### DATASET CONTENT
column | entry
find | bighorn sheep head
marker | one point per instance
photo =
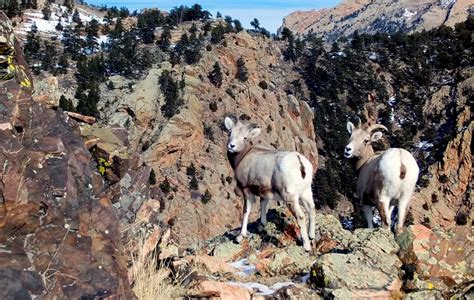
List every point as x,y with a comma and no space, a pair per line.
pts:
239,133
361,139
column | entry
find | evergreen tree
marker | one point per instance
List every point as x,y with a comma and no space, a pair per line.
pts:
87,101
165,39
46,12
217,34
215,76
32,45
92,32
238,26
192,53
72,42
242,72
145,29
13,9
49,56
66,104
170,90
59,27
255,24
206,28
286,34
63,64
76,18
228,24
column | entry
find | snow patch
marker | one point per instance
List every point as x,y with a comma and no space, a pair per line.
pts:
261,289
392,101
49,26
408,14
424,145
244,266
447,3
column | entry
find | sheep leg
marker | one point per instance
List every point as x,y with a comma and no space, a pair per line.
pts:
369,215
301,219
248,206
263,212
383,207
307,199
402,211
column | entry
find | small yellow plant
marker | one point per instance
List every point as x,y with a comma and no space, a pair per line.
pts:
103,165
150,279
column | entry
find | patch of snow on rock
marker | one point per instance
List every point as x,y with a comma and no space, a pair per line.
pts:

...

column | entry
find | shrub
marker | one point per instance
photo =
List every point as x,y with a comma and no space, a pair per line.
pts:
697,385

==

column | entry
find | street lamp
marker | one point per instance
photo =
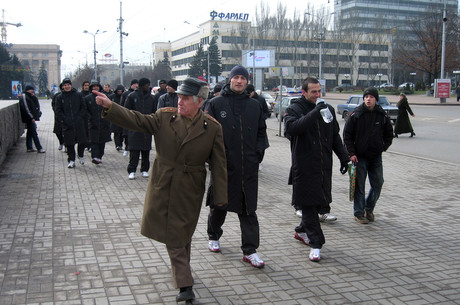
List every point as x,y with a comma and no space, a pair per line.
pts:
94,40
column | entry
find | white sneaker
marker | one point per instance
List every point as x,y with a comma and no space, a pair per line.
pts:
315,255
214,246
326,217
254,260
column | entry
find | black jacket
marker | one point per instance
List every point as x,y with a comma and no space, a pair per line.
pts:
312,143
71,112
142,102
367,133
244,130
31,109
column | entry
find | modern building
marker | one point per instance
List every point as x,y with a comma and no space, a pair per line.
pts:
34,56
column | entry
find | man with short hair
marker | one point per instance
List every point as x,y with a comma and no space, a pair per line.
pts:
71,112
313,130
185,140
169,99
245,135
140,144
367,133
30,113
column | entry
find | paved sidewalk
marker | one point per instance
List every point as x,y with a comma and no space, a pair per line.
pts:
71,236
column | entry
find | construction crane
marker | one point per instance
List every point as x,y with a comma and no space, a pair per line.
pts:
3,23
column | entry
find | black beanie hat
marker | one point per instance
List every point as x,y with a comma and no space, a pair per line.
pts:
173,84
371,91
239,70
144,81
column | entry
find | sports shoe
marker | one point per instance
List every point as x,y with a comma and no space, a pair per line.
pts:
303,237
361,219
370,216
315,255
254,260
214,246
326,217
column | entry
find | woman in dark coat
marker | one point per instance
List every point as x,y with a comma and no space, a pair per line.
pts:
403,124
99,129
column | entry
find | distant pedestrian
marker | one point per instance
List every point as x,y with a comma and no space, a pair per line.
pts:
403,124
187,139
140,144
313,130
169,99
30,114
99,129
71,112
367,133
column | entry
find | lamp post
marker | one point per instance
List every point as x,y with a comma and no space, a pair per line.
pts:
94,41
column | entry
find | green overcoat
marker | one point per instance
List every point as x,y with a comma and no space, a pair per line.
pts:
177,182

### DIRECTIONS FOR THIS TASK
Your answer should consist of every line from the entries that holds "black".

### TASK RESPONSE
find | black jacket
find | black beanie hat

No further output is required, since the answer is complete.